Please pull every line of the material below out verbatim, leaving the pictures out of your answer.

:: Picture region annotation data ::
────────────────────────────────────────
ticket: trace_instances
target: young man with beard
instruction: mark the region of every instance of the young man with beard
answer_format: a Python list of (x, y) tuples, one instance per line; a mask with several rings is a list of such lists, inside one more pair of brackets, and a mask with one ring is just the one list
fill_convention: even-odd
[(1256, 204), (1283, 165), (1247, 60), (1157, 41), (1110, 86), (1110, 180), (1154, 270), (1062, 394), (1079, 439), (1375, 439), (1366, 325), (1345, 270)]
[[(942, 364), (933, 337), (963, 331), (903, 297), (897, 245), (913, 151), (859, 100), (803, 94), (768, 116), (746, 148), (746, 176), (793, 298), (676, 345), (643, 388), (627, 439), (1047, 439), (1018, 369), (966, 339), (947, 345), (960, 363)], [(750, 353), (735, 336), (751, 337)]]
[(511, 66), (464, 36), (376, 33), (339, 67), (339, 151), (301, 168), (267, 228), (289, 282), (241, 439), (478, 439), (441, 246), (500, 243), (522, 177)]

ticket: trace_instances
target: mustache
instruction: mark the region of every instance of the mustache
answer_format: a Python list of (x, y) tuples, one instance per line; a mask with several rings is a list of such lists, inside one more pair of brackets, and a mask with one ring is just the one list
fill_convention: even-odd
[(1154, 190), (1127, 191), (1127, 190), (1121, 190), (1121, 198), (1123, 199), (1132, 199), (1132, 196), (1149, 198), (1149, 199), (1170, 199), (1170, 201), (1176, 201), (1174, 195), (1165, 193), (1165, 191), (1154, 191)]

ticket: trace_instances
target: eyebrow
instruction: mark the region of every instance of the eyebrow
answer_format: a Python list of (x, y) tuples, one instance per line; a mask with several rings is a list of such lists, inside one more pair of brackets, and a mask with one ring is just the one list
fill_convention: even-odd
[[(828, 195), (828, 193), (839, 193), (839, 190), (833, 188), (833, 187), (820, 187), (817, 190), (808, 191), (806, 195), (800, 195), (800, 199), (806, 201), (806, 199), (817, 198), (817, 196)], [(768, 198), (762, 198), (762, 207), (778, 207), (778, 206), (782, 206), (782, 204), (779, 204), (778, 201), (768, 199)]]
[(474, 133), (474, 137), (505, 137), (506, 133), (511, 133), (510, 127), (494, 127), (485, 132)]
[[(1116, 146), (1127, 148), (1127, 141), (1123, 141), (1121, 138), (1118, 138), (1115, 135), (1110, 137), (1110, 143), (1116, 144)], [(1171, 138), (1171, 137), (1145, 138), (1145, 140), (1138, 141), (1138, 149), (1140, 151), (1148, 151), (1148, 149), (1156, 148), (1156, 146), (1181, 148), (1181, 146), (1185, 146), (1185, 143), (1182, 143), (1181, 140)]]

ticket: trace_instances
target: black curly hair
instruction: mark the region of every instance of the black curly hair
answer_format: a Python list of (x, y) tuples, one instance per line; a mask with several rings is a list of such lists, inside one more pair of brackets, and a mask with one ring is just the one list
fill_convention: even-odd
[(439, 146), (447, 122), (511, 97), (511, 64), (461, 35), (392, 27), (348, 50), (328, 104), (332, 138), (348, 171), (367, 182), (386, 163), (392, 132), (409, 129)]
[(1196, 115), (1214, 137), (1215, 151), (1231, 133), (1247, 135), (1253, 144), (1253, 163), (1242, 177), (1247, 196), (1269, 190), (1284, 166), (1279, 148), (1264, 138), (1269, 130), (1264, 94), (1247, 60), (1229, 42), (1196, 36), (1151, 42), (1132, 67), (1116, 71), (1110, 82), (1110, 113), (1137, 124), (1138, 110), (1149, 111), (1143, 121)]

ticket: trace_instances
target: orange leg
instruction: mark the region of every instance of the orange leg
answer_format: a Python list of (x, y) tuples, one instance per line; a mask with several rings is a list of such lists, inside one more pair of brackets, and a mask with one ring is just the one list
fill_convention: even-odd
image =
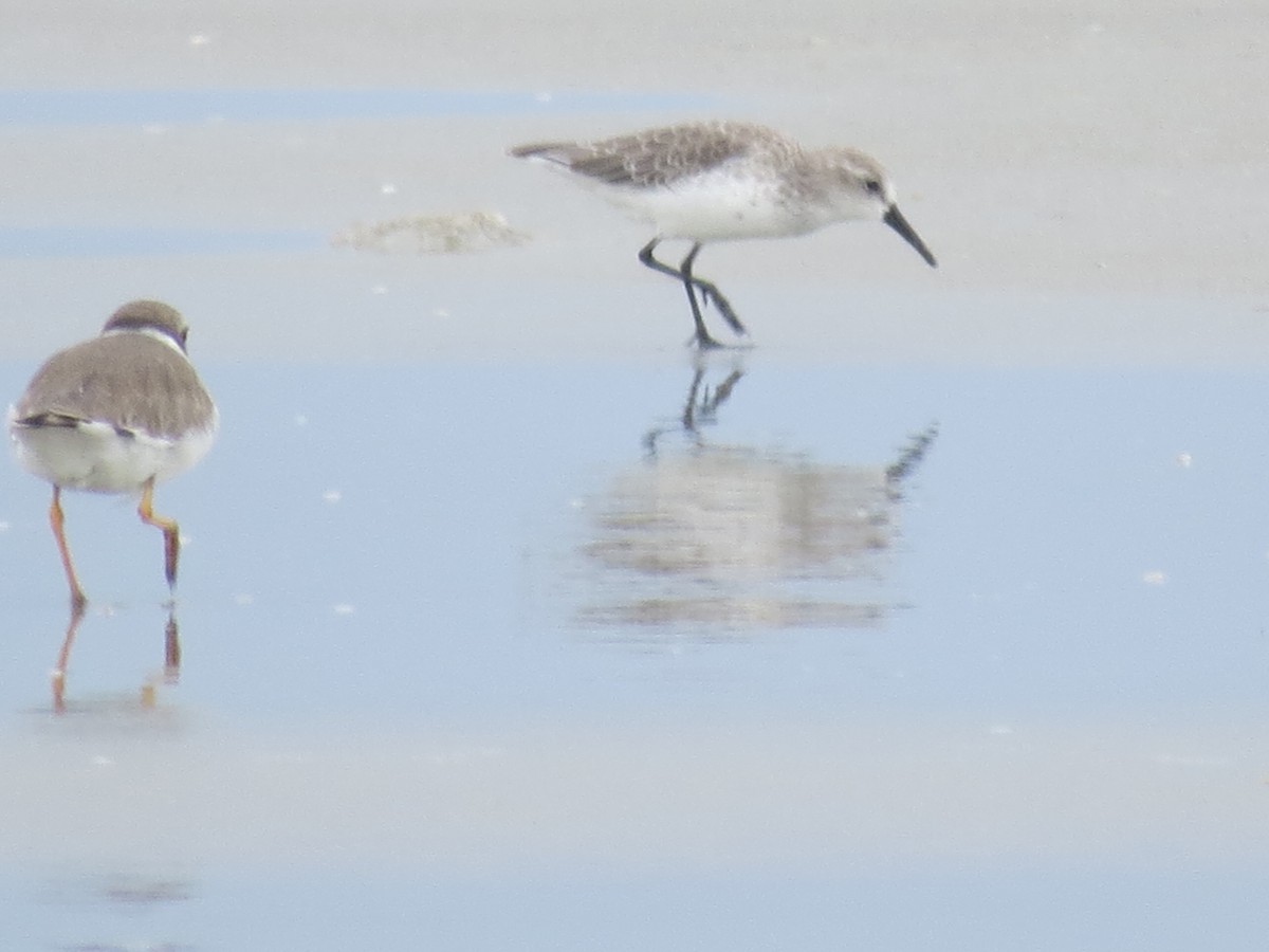
[(75, 632), (79, 623), (84, 621), (84, 602), (71, 605), (71, 619), (66, 623), (66, 637), (62, 638), (62, 649), (57, 652), (57, 666), (52, 673), (53, 711), (62, 713), (66, 711), (66, 668), (71, 663), (71, 647), (75, 645)]
[(66, 545), (66, 533), (62, 527), (66, 524), (66, 517), (62, 515), (62, 487), (53, 486), (53, 503), (48, 506), (48, 522), (53, 527), (53, 538), (57, 539), (57, 552), (62, 557), (62, 569), (66, 571), (66, 581), (71, 586), (71, 612), (84, 613), (84, 605), (88, 604), (88, 597), (84, 594), (84, 589), (80, 588), (79, 579), (75, 576), (75, 565), (71, 562), (71, 550)]
[(155, 515), (154, 510), (155, 481), (151, 476), (146, 480), (145, 489), (141, 490), (141, 504), (137, 506), (137, 515), (147, 526), (156, 526), (162, 529), (164, 571), (168, 575), (168, 588), (176, 588), (176, 560), (180, 559), (180, 529), (176, 520), (165, 515)]

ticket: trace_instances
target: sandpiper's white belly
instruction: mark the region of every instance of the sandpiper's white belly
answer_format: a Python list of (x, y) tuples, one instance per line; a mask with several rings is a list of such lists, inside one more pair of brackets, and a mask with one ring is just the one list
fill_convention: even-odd
[(212, 447), (217, 420), (178, 439), (145, 433), (123, 435), (104, 423), (77, 426), (18, 426), (9, 409), (18, 463), (30, 473), (65, 489), (90, 493), (136, 493), (184, 472)]
[(791, 204), (779, 182), (723, 165), (667, 185), (609, 187), (604, 194), (652, 222), (657, 235), (693, 241), (802, 235), (822, 222)]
────────────────────────────────────────
:: COMPLETE OUTPUT ::
ticket: trace_instances
target: young man with beard
instruction: mark the region of every instance of the young man with beard
answer_format: a Python list of (x, y) tuples, one instance per line; a mask with several rings is a list of such lists, inside one more pair of brackets, and a mask with one ring is just the one list
fill_convention: even-odd
[(1256, 204), (1283, 165), (1247, 60), (1157, 41), (1110, 86), (1110, 180), (1154, 270), (1062, 394), (1079, 439), (1375, 439), (1366, 325), (1345, 270)]
[[(942, 364), (933, 337), (963, 331), (903, 297), (897, 245), (913, 151), (859, 100), (803, 94), (768, 116), (746, 148), (746, 176), (793, 298), (676, 345), (643, 388), (627, 439), (1047, 439), (1018, 369), (966, 339), (947, 345), (960, 363)], [(750, 353), (735, 336), (751, 337)]]
[(511, 66), (464, 36), (376, 33), (339, 67), (339, 151), (301, 168), (267, 228), (289, 282), (241, 439), (478, 439), (441, 246), (500, 243), (522, 177)]

ticket: trace_instances
target: mustache
instruction: mark the region of every instance of the mustache
answer_format: a Python list of (x, y) tuples, one instance per line; a mask with several rings is a list of such lists, inside one more pair of brackets, and a mask with one ring is just the one list
fill_convention: even-odd
[(1154, 190), (1127, 191), (1127, 190), (1121, 190), (1121, 198), (1123, 199), (1132, 199), (1132, 196), (1149, 198), (1149, 199), (1170, 199), (1170, 201), (1176, 201), (1174, 195), (1165, 193), (1165, 191), (1154, 191)]

ticket: trace_instances
target: eyebrow
instruction: mark the region of every instance of the eyebrow
answer_format: a Python list of (x, y) tuples, one instance per line; a mask with several rings is a list of such lists, inside one more pair of brackets, and a mask with one ring is just the one list
fill_convention: even-odd
[[(828, 195), (828, 193), (839, 193), (839, 190), (833, 188), (833, 187), (820, 187), (817, 190), (808, 191), (806, 195), (800, 195), (800, 199), (806, 201), (806, 199), (817, 198), (817, 196)], [(768, 198), (762, 198), (762, 207), (778, 207), (778, 206), (782, 206), (782, 204), (779, 204), (778, 201), (768, 199)]]
[(474, 133), (474, 137), (505, 137), (506, 133), (511, 133), (510, 127), (494, 127), (485, 132)]
[[(1116, 146), (1127, 148), (1127, 141), (1123, 141), (1121, 138), (1118, 138), (1115, 135), (1110, 137), (1110, 143), (1116, 144)], [(1171, 138), (1171, 137), (1145, 138), (1145, 140), (1138, 141), (1138, 149), (1140, 151), (1148, 151), (1148, 149), (1156, 148), (1156, 146), (1181, 148), (1181, 146), (1185, 146), (1185, 143), (1182, 143), (1181, 140)]]

ticket: trace_instances
target: black curly hair
instruction: mark the region of every instance of the black curly hair
answer_format: a Python list of (x, y) tuples, one instance per line; a mask with several rings is a list of such lists, inside one more pair of brackets, and a mask with one ring is just the one list
fill_convention: even-odd
[(439, 146), (447, 122), (511, 97), (511, 64), (461, 35), (392, 27), (348, 50), (328, 104), (332, 138), (348, 171), (367, 182), (386, 163), (392, 132), (409, 129)]
[(1196, 115), (1214, 137), (1215, 151), (1231, 133), (1247, 135), (1253, 144), (1253, 163), (1242, 177), (1247, 196), (1269, 190), (1284, 166), (1279, 148), (1264, 138), (1269, 130), (1264, 94), (1247, 60), (1229, 42), (1196, 36), (1151, 42), (1132, 67), (1116, 71), (1110, 82), (1110, 113), (1137, 124), (1138, 110), (1149, 111), (1143, 121)]

ticket: trace_instances
target: orange leg
instruction: mark the region of every instance of the orange leg
answer_format: a Python list of (x, y) tuples, one instance per line; a mask with several rings is a list of such lists, inside one more pair of brackets, and a mask with one ring is just the one list
fill_convention: even-odd
image =
[(75, 632), (79, 623), (84, 621), (84, 602), (71, 605), (71, 619), (66, 623), (66, 637), (62, 638), (62, 649), (57, 652), (57, 666), (52, 673), (53, 711), (62, 713), (66, 711), (66, 668), (71, 663), (71, 647), (75, 645)]
[(66, 545), (66, 533), (62, 527), (66, 524), (66, 517), (62, 515), (62, 487), (53, 486), (53, 503), (48, 506), (48, 522), (53, 527), (53, 538), (57, 539), (57, 552), (62, 557), (62, 569), (66, 571), (66, 581), (71, 586), (71, 612), (84, 613), (84, 605), (88, 604), (88, 597), (84, 594), (84, 589), (80, 588), (79, 579), (75, 576), (75, 565), (71, 562), (71, 550)]
[(155, 515), (154, 510), (155, 481), (151, 476), (146, 480), (145, 489), (141, 490), (141, 504), (137, 506), (137, 515), (147, 526), (156, 526), (162, 529), (164, 571), (168, 575), (168, 588), (176, 588), (176, 560), (180, 559), (180, 529), (176, 520), (165, 515)]

ticket: trace_instances
target: sandpiper's white belly
instruction: mark the region of every instance of the sandpiper's white belly
answer_format: a Python list of (x, y) tuples, one instance per line; a mask with several rings is a list of such lists, inside one more pair of brackets, and a mask with one ring is just the one list
fill_convention: even-odd
[(212, 447), (217, 420), (178, 439), (145, 433), (123, 435), (104, 423), (77, 426), (18, 426), (9, 409), (18, 463), (30, 473), (65, 489), (90, 493), (136, 493), (184, 472)]
[(791, 204), (779, 182), (723, 165), (667, 185), (609, 187), (604, 194), (652, 222), (657, 235), (693, 241), (802, 235), (822, 222)]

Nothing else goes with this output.